> _Task to carry out_
Lay out as a numbered list, skipping blank lines, the part of the records that opens with the line containing "The goal in" and closes with the line containing "box: [1088, 200, 1151, 275]".

_ _ _ _

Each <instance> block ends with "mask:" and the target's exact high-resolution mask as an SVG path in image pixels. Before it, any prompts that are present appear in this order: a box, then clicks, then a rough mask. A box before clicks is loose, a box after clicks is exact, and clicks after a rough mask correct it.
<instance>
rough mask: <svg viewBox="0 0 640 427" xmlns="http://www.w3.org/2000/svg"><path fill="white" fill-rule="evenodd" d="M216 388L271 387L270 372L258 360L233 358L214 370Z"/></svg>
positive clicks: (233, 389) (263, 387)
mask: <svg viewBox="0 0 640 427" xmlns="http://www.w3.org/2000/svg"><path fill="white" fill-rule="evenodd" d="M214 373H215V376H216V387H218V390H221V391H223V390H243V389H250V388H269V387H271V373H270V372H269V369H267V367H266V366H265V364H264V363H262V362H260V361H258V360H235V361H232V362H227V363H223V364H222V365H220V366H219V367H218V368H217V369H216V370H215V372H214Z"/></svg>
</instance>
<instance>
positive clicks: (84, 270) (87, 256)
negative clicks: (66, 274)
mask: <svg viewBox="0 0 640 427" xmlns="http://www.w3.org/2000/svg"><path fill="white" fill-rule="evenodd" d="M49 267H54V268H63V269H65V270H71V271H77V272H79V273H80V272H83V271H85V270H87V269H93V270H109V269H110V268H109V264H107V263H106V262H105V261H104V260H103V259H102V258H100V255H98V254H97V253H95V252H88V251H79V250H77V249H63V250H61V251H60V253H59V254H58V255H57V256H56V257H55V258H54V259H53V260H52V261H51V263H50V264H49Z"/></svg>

_ _ _ _

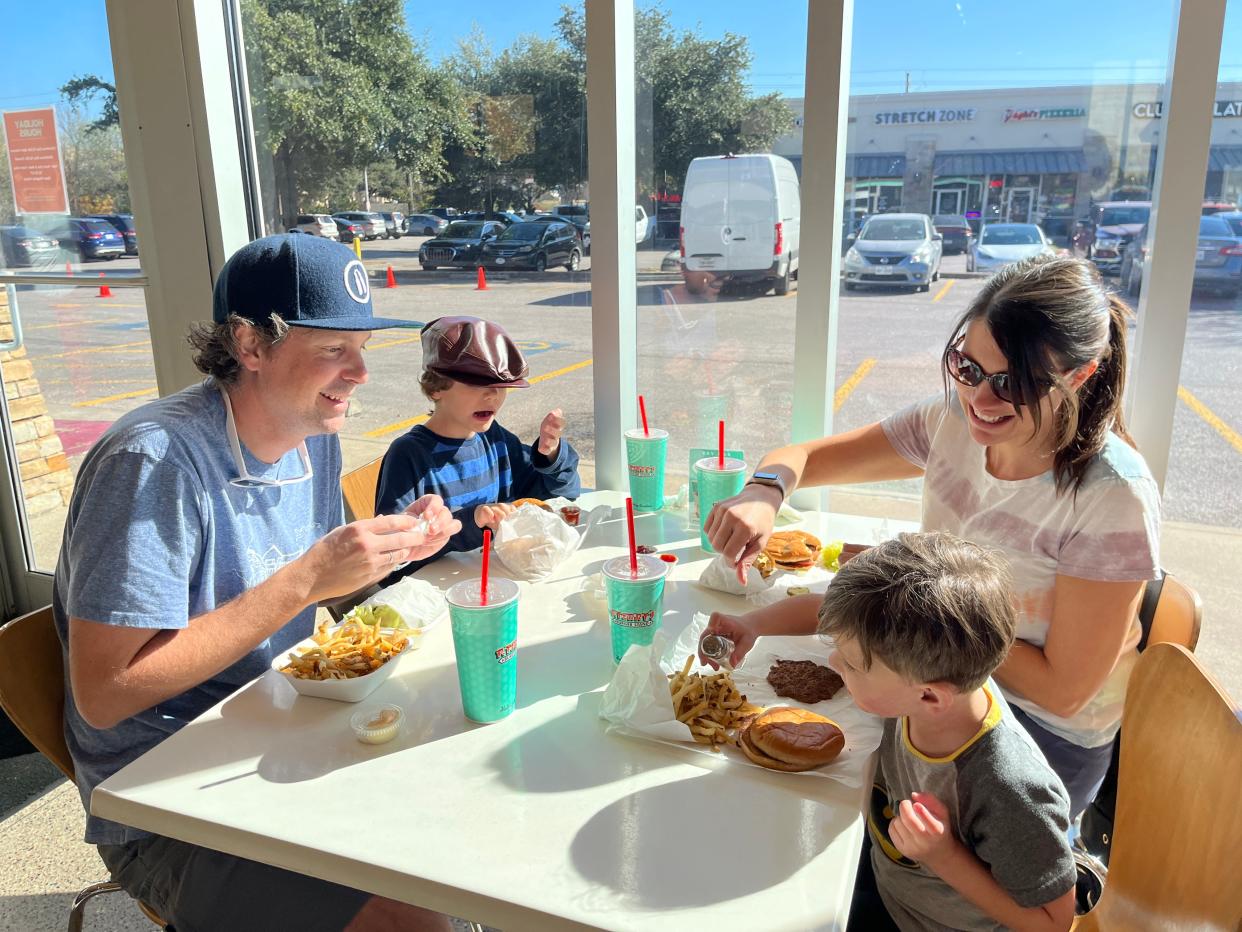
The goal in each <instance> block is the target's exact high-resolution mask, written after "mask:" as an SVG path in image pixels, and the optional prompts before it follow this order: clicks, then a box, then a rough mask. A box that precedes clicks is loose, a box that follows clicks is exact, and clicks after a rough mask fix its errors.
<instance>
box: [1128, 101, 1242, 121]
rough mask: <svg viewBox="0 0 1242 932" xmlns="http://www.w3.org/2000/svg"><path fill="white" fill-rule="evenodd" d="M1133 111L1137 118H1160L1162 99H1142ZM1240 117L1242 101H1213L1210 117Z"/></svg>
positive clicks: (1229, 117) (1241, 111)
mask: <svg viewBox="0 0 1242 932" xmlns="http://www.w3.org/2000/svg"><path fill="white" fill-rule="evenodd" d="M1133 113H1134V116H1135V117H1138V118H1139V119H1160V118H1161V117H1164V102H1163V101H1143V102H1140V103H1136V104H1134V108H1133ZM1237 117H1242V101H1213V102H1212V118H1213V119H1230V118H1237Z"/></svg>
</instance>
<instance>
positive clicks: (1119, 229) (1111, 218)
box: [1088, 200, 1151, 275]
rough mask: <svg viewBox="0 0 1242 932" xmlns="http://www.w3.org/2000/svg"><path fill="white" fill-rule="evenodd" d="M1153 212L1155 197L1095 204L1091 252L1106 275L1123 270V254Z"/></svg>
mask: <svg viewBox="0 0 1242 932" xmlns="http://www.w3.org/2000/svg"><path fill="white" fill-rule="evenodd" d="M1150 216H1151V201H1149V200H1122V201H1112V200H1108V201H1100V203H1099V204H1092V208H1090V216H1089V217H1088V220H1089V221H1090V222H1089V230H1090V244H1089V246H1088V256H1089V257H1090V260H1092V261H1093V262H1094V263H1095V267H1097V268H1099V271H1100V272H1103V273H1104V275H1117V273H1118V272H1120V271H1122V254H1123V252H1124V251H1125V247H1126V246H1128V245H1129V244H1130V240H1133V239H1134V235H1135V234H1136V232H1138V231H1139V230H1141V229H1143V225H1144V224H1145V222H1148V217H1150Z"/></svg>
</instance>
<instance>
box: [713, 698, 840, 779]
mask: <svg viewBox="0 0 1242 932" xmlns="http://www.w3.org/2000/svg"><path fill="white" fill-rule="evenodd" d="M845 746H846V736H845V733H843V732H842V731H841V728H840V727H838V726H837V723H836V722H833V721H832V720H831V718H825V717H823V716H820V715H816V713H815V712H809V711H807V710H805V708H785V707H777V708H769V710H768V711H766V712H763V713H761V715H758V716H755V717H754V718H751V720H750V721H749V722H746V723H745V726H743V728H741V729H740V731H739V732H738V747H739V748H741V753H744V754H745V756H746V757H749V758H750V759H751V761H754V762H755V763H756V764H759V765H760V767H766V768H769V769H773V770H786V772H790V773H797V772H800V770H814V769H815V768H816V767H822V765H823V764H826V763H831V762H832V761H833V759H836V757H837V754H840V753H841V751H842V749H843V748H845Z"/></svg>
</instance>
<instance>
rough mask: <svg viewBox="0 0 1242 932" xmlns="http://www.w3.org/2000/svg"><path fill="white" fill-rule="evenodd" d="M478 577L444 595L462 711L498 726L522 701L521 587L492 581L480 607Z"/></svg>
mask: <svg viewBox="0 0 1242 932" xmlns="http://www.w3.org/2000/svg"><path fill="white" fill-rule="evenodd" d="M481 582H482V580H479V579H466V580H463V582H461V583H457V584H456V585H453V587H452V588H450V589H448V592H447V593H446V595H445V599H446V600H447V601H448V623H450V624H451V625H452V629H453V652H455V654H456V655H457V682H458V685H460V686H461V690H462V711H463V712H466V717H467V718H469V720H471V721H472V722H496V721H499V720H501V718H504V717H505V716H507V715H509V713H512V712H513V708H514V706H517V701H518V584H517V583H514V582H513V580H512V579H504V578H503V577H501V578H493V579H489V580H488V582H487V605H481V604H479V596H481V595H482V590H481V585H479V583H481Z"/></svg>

_ _ _ _

> _Response_
1. The goal in each <instance> block is the target's exact high-resolution mask, written after "mask:" as an SVG path in image pixels, and the optional prompts before it follow this order: clicks, then a box, then a rough mask. A box that precedes clicks is loose, a box that follows clicks is exact, and clicks after a rough mask fix its errors.
2. <instance>
3. box: [1128, 101, 1242, 121]
4. rough mask: <svg viewBox="0 0 1242 932" xmlns="http://www.w3.org/2000/svg"><path fill="white" fill-rule="evenodd" d="M1133 111L1137 118H1160L1162 99H1142ZM1240 117L1242 101H1213L1210 117Z"/></svg>
5. positive clicks: (1229, 117) (1241, 111)
6. mask: <svg viewBox="0 0 1242 932" xmlns="http://www.w3.org/2000/svg"><path fill="white" fill-rule="evenodd" d="M1133 113H1134V116H1135V117H1138V118H1139V119H1160V118H1161V117H1164V102H1163V101H1143V102H1140V103H1136V104H1134V108H1133ZM1237 117H1242V101H1213V102H1212V118H1213V119H1230V118H1237Z"/></svg>
7. </instance>
8. <instance>
9. positive clicks: (1119, 229) (1111, 218)
10. box: [1088, 200, 1151, 275]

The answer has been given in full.